«Подобно многим молодым людям, Бальзака буквально раздирали самые противоположные влияния. Он вращался в компании циничных журналистов, которые смеялись надо всем, особенно над высокими чувствами, и продавали свое перо маленьким газетенкам — таким, как „Кормчий“, „Корсар“, жадным до слухов и эпиграмм и занимавшимся не то сатирой, не то шантажом; эти молодые люди также кропали на скорую руку мелодрамы и водевили для актрис, не отличавшихся чрезмерной добродетелью».
Таких циничных молодых людей действительно развелось очень много. Надо отдать им должное, работали они как заведенные, но при этом всех их снедала болезненная зависть и неукротимая жажда известности. Осознавая в глубине души собственное бессилие и совершенную свою бездарность, они стремились, однако же, приобрести любой ценой имя, ибо только имя давало возможность неплохо зарабатывать. А для этого им не оставалось ничего иного, как пускаться на отчаянные хитрости и нагло провоцировать шум, лишь бы хоть как-то обратить внимание на свою ничтожную фигурку.
В крайности люди решаются на все. Можно было, например, вдруг, ни с того ни с сего, беззастенчиво возвестить миру, что во Франции вовсе нет и не было никогда настоящей литературы, что Корнель, Расин, Вольтер и другие — это не гордость нации, а какие-то «заплесневелые ретрограды», далеко не заслуживающие той славы, какой удостоили их современники и потомство. Но, уничтожая всеми признанные знаменитости, надобно было создать новые кумиры. С этим было сложнее. Дерзкое провозглашение гениями себя и своих приятелей не всегда удавалось: можно было нарваться на громкий хохот. И тогда для большей успешности мероприятия они шли в журналистику, писали хвалебные оды сами себе и поливали ругательствами все, что пользовалось отличиями и репутацией в обществе. Иногда это срабатывало, и тогда появлялся очередной мыльный пузырь, очередной «талантище», очередной «Тацит бульваров и кофейных домов», который не только не уступает, но и во многом превосходит…
В их кругу Бальзак снова встретил своего бывшего компаньона де Легревилля, тот продолжал процветать, на сей раз именно на ниве журналистики. Там же он познакомился со скандальным художником-карикатуристом Анри Монье. Тот впоследствии рассказывал, что однажды он сидел в кафе «Минерва» вместе со своим приятелем Рессоном; внезапно тот встал из-за стола и воскликнул: «Пойдемте отсюда! Этот несносный Сент-Обен явился!» При этих словах Монье якобы увидел заросшего молодого человека, походившего не то на монаха, не то на крестьянина. Это был Бальзак.

> _Задания_:
[a] Перепишите отрывок о Бальзаке, начиная с «Таких циничных молодых» и заканчивая «свою ничтожную фигурку.», заменив «зависть» на «ревность».
[b] Напишите продолжение отрывка о Бальзаке, начиная сразу после его последнего предложения.

> _Извлеченный перечень_:
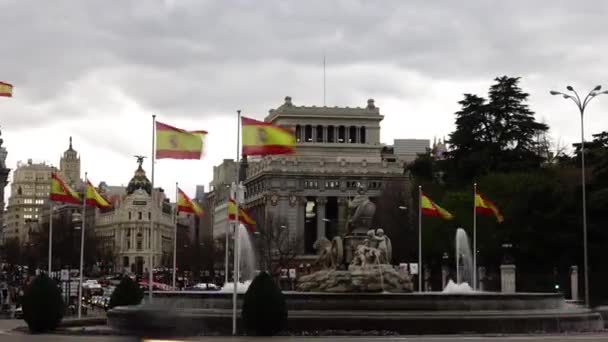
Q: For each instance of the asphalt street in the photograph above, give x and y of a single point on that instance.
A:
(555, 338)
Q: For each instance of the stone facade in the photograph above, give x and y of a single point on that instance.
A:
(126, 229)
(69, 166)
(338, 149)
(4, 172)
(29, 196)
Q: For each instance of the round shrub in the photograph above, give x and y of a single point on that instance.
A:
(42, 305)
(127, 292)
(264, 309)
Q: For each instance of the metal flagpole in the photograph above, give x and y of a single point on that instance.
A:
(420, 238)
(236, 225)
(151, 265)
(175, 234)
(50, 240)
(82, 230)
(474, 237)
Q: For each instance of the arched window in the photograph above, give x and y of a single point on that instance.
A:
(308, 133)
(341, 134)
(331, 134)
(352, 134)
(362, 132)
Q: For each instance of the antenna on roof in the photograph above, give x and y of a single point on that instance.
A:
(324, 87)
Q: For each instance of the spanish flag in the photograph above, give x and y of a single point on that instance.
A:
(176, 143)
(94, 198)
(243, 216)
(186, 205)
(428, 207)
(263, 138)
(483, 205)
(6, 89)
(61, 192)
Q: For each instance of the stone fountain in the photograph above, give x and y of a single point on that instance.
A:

> _Результаты по заданиям_:
[a]
Таких циничных молодых людей действительно развелось очень много. Надо отдать им должное, работали они как заведенные, но при этом всех их снедала болезненная ревность и неукротимая жажда известности. Осознавая в глубине души собственное бессилие и совершенную свою бездарность, они стремились, однако же, приобрести любой ценой имя, ибо только имя давало возможность неплохо зарабатывать. А для этого им не оставалось ничего иного, как пускаться на отчаянные хитрости и нагло провоцировать шум, лишь бы хоть как-то обратить внимание на свою ничтожную фигурку.

[b]
А. Моруа пишет:
«Но, продолжая сотрудничать с этими беззастенчивыми литературными шакалами, он страдал. Его чувствительную натуру ранила жестокость окружающего мира. Он ощущал в себе силы для великих свершений».
Бабушке Софи не нравились новые друзья и «произведения» внука, но она с трогательной неуклюжестью подбадривала его:
«Милый Оноре, торопись избавиться от своей окаянной меланхолии… Постарайся не писать больше такие мрачные книги, рассказывай лучше о любви и делай это с приятностью… Ручаюсь тебе за успех, к тому же и сам исцелишься».
К сожалению, 31 января 1823 года она умерла. Смерть пожилого человека обычно воспринимается как неизбежность, но бабушка, бабуля Софи, была очень дорогим и близким Бальзаку человеком, и ее смерть его потрясла. Он долго потом не мог избавиться от преследовавшего его впечатления: он смотрел на нее в гробу и не мог отделаться от ощущения, что это — не его бабушка, а какая-то восковая кукла, а что-то главное, что, собственно, и было ею, безвозвратно ушло.